TASK REQUIREMENTS ▸ Could you repeat the records below exactly, leaving the pictures out?

EXTRACTED MATERIAL ▸
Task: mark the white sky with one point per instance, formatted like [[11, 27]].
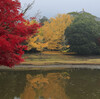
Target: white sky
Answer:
[[50, 8]]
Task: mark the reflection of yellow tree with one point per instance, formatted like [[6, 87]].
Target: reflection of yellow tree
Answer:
[[50, 87]]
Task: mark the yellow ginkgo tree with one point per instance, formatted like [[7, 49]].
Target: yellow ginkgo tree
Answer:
[[51, 34]]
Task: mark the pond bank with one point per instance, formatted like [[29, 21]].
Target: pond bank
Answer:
[[49, 67]]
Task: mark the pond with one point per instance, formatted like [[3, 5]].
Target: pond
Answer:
[[50, 84]]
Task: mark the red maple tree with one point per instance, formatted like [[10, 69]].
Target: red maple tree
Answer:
[[13, 32]]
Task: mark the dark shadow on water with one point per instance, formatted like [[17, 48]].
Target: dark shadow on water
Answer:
[[51, 84]]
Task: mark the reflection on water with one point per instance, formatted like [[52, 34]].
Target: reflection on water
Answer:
[[63, 84]]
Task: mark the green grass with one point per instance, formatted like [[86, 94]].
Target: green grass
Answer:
[[48, 58]]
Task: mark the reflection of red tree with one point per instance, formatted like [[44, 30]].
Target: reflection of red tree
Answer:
[[51, 86]]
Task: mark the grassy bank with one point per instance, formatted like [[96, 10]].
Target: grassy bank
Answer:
[[51, 58]]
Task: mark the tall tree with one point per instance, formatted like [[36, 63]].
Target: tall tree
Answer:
[[13, 32], [83, 33], [51, 34]]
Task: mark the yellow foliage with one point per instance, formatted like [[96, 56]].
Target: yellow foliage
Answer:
[[51, 34]]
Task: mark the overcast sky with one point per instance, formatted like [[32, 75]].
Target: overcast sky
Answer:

REPLY TO THE TASK ▸
Task: mark the white sky with one point per instance, formatted like [[11, 27]].
Target: white sky
Answer:
[[50, 8]]
Task: mark the reflection of yellow tree with one point per instance, formatted like [[6, 87]].
Target: reflection of yellow tree
Answer:
[[50, 87]]
Task: mark the yellow ginkgo tree with one point per instance, formatted like [[7, 49]].
Target: yellow ginkgo tree
Answer:
[[51, 34]]
Task: mark the pond bank with one point per instance, formatted like [[29, 21]].
Target: pond bank
Answer:
[[49, 67]]
Task: mark the pond with one point per instance, formatted like [[3, 5]].
Target: pond
Answer:
[[50, 84]]
Task: mark the red maple tree with one point per instance, formatted like [[10, 69]].
Target: red maple tree
Answer:
[[13, 32]]
Task: mark the dark shadow on water with one point per instance, formatted like [[17, 48]].
Target: dark shadow on water
Answer:
[[51, 84]]
Task: mark the reflection on water with one point per instance, formatted like [[52, 34]].
Target: reflection on water
Answer:
[[63, 84]]
Task: mark the green grass with one point per instance, formatted like [[86, 94]].
Target: green grass
Answer:
[[48, 58]]
Task: mark the reflection of red tree with one point per instance, formatted like [[44, 30]].
Target: reflection of red tree
Answer:
[[51, 86]]
Task: mark the grassy bank with one point per instance, formatted like [[96, 10]].
Target: grassy bank
Answer:
[[51, 58]]
Task: mark the tall tree with one point per instance, formatted like [[36, 63]].
Target: tall tree
Answer:
[[13, 32], [83, 33], [51, 34]]
Task: mark the yellow foliage with one point per instance, formatted like [[96, 56]].
Target: yellow foliage
Answer:
[[51, 34]]
Task: mark the overcast sky with one point per instance, formatted like [[32, 75]].
Target: overcast sky
Answer:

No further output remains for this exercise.